4.8 Metarule specialisation by MIL

figure b
figure c

Algorithm 1 learns first-order definite clauses. Our motivation for this work is to learn metarules that can replace user-defined metarules. User-defined metarules are fully-connected sort metarules and chosen so that if M is a user-defined metarule and \(M\varTheta\) is a vl-specialisation of M returned by Procedure CONSTRUCT in Algorithm 1, then \(\exists e^+ \in E^+: M\varTheta \wedge B^* \models e^+\). Therefore, to replace user-defined metarules with automatically derived metarules, we must automatically derive fully-connected sort metarules having vl-specialisations that entail one or more positive examples in \(E^+\) with respect to \(B^*\).

We achieve this goal by modifying Algorithm 1, as Algorithm 2, to generalise the substitutions of both universally and existentially quantified variables in metarules. Such substitutions are fully-ground by successful resolution with \(B^*\) therefore, in order to produce metarules rather than first-order clauses, we must replace the ground terms in those substitutions with new variables. We propose Procedure LIFT in Algorithm 3 to perform this “variabilisation” operation.

Lemma 4

(Fully-connected lifting) Let \(\vartheta \varTheta /M\) be a meta/substitution of a punch or matrix metarule M and \(M\vartheta \varTheta\) be a fully-connected definite clause. The application of LIFT\((\vartheta \varTheta )\) to M, M.LIFT\((\vartheta \varTheta )\), is a fully-connected sort metarule.

Proof

Procedure LIFT replaces each occurrence of a ground term with the same variable throughout \(\vartheta \varTheta\) so that if two literals \(l_i,l_k \in M\vartheta \varTheta\) share a ground term, \(\{l_i,l_k\}.\) LIFT\((\vartheta \varTheta ) \in M.\) LIFT\((\vartheta \varTheta )\) share a variable. Therefore \(M\vartheta \varTheta\) is fully-connected iff M.LIFT\((\vartheta \varTheta )\) is fully-connected. \(\square\)

Lemma 5

(Lifting subsumption) Let \(\vartheta \varTheta /M\) be a meta/substitution of a punch or matrix metarule M. Then \(M \preceq M.\) LIFT\((\vartheta \varTheta ) \preceq M\vartheta \varTheta\).

Proof

\(M \preceq M.\) LIFT\((\vartheta \varTheta )\) by Definition 6. Construct a meta/substitution \(\sigma \varSigma\) by mapping each \(w_i\) in \(v_i/w_i \in \,\) LIFT\((\vartheta \varTheta )\) to \(t_i\) in \(v_i/t_i \in \vartheta \varTheta\). \(\exists \sigma \varSigma : M.\) LIFT\((\vartheta \varTheta )\sigma \varSigma = M \vartheta \varTheta\), therefore M.LIFT\((\vartheta \varTheta ) \preceq M \vartheta \varTheta\). \(\square\)

_ _ _ _

**Parts of the exercise**
[1] Repeat from the metarule specialization excerpt the part that opens with the words containing "(Fully-connected lifting) Let" and closes with "fully-connected sort metarule.".
[2] Name every numbered algorithm that the metarule specialization excerpt mentions.

_ _ _ _

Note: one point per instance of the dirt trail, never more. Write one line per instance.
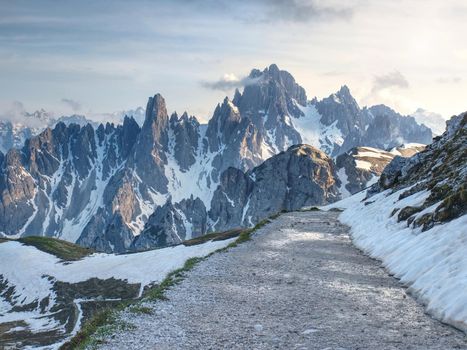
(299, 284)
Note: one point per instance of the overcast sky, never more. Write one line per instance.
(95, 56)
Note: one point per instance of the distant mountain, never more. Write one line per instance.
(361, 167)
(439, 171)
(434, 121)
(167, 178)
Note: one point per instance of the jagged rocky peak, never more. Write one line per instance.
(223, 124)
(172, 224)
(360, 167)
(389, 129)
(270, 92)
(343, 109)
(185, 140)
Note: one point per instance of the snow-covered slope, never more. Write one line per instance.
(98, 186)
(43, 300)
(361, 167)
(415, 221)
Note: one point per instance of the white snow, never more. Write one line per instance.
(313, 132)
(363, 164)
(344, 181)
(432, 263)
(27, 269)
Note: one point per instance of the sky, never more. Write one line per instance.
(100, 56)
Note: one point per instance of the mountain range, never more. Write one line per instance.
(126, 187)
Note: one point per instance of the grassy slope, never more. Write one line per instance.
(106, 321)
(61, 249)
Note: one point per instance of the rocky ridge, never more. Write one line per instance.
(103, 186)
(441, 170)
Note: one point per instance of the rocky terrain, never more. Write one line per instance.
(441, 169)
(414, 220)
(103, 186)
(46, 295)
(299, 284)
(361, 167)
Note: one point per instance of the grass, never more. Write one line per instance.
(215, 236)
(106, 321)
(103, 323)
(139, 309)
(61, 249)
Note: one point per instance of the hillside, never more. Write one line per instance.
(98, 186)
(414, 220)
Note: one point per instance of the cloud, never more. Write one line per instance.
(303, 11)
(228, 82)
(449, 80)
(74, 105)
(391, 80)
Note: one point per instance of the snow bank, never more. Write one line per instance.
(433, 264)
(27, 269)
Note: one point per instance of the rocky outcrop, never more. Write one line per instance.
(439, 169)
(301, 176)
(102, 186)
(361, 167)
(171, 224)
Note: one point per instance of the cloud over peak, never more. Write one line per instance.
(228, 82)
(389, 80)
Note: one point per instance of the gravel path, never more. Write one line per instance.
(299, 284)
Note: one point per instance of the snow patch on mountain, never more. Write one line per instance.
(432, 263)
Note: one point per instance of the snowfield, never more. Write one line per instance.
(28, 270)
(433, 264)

_ _ _ _

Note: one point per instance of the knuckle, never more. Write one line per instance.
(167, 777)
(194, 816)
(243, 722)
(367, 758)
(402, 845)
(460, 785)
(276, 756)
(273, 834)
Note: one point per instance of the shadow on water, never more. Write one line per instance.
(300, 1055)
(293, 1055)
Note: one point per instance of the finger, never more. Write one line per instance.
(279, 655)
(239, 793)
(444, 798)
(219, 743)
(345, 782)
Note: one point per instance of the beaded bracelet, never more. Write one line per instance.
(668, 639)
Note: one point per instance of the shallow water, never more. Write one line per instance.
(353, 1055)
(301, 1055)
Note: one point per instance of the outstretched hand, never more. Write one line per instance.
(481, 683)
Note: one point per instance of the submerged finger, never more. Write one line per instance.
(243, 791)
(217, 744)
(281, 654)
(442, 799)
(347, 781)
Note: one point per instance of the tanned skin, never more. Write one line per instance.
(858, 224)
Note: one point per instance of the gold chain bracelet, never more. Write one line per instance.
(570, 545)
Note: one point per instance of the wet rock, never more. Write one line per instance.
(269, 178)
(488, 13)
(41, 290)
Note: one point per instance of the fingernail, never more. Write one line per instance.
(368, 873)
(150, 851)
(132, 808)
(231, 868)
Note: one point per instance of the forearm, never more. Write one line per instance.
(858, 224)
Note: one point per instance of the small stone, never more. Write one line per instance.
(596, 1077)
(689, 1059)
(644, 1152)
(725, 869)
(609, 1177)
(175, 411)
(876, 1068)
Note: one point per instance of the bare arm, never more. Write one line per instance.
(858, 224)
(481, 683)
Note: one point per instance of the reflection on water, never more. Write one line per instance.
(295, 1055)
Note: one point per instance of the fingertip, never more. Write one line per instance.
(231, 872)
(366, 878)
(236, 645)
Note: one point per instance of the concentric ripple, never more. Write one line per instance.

_ _ _ _

**Task-by-task outputs**
[1]
(Fully-connected lifting) Let \(\vartheta \varTheta /M\) be a meta/substitution of a punch or matrix metarule M and \(M\vartheta \varTheta\) be a fully-connected definite clause. The application of LIFT\((\vartheta \varTheta )\) to M, M.LIFT\((\vartheta \varTheta )\), is a fully-connected sort metarule.

[2] Algorithm 1, Algorithm 2, Algorithm 3